[BEGIN LISTING]
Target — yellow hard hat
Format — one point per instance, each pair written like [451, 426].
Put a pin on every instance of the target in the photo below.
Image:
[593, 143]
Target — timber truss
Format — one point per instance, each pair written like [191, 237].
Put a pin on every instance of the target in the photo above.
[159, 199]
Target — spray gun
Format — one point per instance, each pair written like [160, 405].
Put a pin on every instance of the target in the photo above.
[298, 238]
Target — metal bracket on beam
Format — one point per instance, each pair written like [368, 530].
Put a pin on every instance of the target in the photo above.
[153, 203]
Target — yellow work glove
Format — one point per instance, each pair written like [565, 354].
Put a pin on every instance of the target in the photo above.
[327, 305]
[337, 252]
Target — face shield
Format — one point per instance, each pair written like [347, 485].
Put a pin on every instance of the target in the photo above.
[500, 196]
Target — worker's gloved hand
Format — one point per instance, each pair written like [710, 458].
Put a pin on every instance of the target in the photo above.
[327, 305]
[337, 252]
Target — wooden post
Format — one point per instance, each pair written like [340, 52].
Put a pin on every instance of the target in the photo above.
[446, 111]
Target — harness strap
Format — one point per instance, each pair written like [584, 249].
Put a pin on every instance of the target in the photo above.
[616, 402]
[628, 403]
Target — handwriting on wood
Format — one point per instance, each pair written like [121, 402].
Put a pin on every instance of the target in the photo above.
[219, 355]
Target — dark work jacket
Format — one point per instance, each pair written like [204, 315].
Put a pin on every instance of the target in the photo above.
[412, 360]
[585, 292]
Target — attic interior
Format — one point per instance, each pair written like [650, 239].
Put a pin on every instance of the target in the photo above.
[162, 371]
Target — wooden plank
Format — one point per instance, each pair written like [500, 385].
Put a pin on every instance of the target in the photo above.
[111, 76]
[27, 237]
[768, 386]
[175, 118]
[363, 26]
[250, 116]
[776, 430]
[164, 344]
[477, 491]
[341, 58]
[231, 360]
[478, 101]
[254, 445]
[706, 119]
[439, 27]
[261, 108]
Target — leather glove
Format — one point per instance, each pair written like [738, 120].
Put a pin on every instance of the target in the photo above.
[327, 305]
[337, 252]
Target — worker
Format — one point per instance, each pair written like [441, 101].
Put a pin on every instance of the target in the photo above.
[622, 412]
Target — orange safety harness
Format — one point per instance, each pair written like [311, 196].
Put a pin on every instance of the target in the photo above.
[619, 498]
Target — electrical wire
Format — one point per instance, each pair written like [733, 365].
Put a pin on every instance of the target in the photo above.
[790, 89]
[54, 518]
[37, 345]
[END LISTING]
[BEGIN LISTING]
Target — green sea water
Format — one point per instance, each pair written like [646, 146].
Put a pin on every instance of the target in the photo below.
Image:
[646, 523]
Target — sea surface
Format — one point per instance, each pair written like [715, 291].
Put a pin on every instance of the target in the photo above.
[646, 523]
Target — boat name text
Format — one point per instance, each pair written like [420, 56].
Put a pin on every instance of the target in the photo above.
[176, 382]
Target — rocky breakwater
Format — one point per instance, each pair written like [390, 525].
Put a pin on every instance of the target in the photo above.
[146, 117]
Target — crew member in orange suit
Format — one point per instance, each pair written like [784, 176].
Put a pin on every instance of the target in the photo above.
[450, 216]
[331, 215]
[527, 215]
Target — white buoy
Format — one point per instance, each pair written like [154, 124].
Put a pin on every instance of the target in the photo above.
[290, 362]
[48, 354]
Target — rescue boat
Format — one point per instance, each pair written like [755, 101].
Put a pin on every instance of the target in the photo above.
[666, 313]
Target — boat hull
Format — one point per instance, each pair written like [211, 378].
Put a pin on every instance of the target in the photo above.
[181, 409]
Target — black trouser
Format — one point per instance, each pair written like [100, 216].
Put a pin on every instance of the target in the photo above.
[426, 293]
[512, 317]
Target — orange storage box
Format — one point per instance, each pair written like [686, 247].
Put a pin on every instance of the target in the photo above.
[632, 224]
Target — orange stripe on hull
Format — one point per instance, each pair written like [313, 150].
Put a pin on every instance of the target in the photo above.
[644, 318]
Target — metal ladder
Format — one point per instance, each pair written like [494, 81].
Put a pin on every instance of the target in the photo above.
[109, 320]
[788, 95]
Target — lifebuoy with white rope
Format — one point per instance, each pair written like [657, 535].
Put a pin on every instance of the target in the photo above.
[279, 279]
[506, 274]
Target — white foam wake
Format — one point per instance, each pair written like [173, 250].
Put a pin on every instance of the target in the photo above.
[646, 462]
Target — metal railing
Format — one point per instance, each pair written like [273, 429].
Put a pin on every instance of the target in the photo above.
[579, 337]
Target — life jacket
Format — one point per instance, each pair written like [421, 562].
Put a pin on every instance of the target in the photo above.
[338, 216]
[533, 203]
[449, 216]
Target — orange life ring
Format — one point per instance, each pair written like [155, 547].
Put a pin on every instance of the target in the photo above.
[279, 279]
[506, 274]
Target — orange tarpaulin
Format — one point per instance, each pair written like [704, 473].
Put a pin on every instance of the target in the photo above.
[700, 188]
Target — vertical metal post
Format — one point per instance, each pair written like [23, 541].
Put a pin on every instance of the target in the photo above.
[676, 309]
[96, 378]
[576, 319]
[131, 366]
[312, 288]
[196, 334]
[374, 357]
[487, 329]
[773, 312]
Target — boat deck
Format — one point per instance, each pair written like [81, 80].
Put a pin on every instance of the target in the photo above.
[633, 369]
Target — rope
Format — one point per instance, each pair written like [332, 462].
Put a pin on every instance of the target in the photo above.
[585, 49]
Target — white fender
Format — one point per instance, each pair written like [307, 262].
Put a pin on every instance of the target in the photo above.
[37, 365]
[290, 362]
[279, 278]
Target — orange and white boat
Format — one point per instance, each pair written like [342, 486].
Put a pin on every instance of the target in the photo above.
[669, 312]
[END LISTING]
[BEGIN LISTING]
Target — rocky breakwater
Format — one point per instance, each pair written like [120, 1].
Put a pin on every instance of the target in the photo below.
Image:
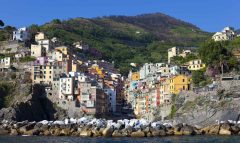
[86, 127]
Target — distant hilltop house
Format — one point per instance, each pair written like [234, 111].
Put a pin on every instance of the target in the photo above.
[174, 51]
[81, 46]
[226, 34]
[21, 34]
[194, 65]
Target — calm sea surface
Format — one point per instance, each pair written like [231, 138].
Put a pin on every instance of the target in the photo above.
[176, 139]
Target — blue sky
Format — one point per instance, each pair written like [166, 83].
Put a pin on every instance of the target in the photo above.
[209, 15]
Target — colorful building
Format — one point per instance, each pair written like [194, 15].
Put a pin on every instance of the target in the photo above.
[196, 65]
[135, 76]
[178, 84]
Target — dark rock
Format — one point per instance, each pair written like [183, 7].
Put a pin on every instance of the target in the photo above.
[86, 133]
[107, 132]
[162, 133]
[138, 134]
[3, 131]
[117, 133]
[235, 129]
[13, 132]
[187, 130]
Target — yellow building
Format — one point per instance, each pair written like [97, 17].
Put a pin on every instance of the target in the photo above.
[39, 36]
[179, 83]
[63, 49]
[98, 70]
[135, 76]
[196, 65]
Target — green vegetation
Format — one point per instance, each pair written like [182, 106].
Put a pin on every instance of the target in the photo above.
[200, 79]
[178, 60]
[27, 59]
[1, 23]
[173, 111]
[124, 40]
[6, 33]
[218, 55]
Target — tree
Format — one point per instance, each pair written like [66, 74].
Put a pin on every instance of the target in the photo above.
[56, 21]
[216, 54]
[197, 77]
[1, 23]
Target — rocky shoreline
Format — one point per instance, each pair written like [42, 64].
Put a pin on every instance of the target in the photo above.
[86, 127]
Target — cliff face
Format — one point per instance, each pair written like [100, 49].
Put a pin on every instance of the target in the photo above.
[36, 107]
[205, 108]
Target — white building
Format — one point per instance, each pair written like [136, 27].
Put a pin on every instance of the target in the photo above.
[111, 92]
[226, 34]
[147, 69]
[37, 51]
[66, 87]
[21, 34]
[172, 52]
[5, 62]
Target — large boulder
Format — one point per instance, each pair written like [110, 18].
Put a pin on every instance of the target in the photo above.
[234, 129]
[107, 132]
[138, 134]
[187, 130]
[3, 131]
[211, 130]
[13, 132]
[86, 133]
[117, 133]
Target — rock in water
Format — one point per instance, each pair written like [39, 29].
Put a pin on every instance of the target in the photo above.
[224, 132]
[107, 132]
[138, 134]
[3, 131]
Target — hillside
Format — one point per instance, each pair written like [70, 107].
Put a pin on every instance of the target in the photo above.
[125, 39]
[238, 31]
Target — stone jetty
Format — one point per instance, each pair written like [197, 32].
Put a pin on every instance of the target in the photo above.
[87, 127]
[END LISTING]
Count the lines in the records above that contain the word "green", and reply with the number alone.

▸ TASK ANSWER: 2